**TEXT PASSAGE:**
+++++

Beth has $218 in $10, $5 and $1 bills. There are forty-six bills in all and four more fives than tens. How many bill of each kind are there?

For my first equation: 10x + 5y + 1z = 218
Second equation: x + y + z = 46
The third equation: y=4x


I used y=4x and entered it into the first and second equation and came up with.

First equation: 10x + 5(4x) + z = 218 and got 30x + z =218

Second equation: x + 4x + z = 46 resulting in 5x + z =46.

I thought I would solve for x by eliminating the variable z. So I multiplied the second equation by -1. Giving me -5x-z=-46. Thus setting up to solve for x.

30x+z=218
-5x -z = 46
--------------
25x=172

Divided both sides by 25 and got 6.88. I didn't think that I could get this kind of answer and be right. I tried rounding up to 7 and continuing to solve for y and z, but when I checked my work it didn't add up right. Where did I go wrong?
 
jhawk555 wrote:
Beth has $218 in $10, $5 and $1 bills. There are forty-six bills in all and four more fives than tens. How many bill of each kind are there?

For my first equation: 10x + 5y + 1z = 218
Second equation: x + y + z = 46
The third equation: y=4x

You quoted the problem as saying that there are "four more fives than tens." What is the mathematical equivalent of the the words "four more?" If I have five toes on my left foot and five more on my right foot, does that give me a total of 25 toes (5x5) or 10 toes (5+5)? Apply this reasoning to modify your third equation, then re-solve the problem.

+++++

**DATA LINES:**
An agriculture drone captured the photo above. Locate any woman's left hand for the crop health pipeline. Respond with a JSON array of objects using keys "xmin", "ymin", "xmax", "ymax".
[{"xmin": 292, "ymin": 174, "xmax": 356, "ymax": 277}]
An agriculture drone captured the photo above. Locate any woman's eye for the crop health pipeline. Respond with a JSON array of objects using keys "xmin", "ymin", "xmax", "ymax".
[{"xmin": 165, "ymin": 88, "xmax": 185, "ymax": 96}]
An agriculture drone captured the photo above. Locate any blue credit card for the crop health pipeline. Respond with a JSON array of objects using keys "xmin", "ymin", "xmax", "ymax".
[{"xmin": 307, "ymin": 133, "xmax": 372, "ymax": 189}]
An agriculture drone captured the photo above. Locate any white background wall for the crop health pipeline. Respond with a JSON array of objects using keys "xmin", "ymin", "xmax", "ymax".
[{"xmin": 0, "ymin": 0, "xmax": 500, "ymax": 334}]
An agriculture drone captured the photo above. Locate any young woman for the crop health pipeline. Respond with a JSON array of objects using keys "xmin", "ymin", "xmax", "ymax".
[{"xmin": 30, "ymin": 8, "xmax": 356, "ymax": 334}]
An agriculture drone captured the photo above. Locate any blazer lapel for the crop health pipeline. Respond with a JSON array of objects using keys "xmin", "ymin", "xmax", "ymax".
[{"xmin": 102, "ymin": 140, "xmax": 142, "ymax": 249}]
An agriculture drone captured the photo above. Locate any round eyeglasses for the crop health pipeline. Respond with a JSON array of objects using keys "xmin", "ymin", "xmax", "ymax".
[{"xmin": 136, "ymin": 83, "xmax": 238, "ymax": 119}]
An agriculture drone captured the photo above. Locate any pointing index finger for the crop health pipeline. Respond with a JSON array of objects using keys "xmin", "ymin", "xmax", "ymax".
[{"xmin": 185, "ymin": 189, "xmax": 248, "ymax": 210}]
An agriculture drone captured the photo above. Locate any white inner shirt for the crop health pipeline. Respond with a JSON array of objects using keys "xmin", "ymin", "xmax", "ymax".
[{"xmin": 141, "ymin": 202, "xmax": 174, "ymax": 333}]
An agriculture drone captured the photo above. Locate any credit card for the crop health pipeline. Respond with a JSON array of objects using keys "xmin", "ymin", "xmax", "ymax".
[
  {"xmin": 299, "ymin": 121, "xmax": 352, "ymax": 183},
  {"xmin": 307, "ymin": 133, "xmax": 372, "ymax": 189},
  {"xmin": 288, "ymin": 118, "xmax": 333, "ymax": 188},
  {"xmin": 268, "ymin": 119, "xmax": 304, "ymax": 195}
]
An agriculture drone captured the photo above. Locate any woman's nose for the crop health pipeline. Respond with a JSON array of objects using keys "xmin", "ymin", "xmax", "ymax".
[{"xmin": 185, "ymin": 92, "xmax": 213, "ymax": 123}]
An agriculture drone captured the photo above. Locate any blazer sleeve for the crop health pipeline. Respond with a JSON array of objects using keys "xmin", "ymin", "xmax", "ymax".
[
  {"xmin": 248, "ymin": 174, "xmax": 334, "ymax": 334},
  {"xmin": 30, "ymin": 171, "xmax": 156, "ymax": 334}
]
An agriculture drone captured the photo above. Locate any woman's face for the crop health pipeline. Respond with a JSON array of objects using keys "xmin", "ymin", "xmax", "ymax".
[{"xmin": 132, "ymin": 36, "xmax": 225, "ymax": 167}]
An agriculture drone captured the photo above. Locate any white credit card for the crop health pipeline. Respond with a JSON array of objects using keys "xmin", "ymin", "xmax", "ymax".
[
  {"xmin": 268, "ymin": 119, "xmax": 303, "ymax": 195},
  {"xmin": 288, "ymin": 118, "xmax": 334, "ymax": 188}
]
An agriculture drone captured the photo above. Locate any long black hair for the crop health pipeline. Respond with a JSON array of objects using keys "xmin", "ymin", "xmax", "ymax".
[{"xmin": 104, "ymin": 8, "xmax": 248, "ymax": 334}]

+++++

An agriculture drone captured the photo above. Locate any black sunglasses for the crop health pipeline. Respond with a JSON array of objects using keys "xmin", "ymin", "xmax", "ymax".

+++++

**DIRECTIVE 1:**
Can you sum up the forum thread about Beth's bills in two sentences?
**DIRECTIVE 2:**
Which kinds of bills does Beth have in the problem quoted in the forum thread? List every one.

**TASK RESPONSE 1:**
A poster works on a problem about Beth's $218 in forty-six $10, $5 and $1 bills, sets up three equations with y=4x standing for "four more fives than tens," and gets 6.88 for x, which doesn't check out. A reply asks what "four more" means mathematically, uses the example of five toes plus five more making 10 rather than 25, and tells the poster to modify the third equation and re-solve.

**TASK RESPONSE 2:**
$10 bills
$5 bills
$1 bills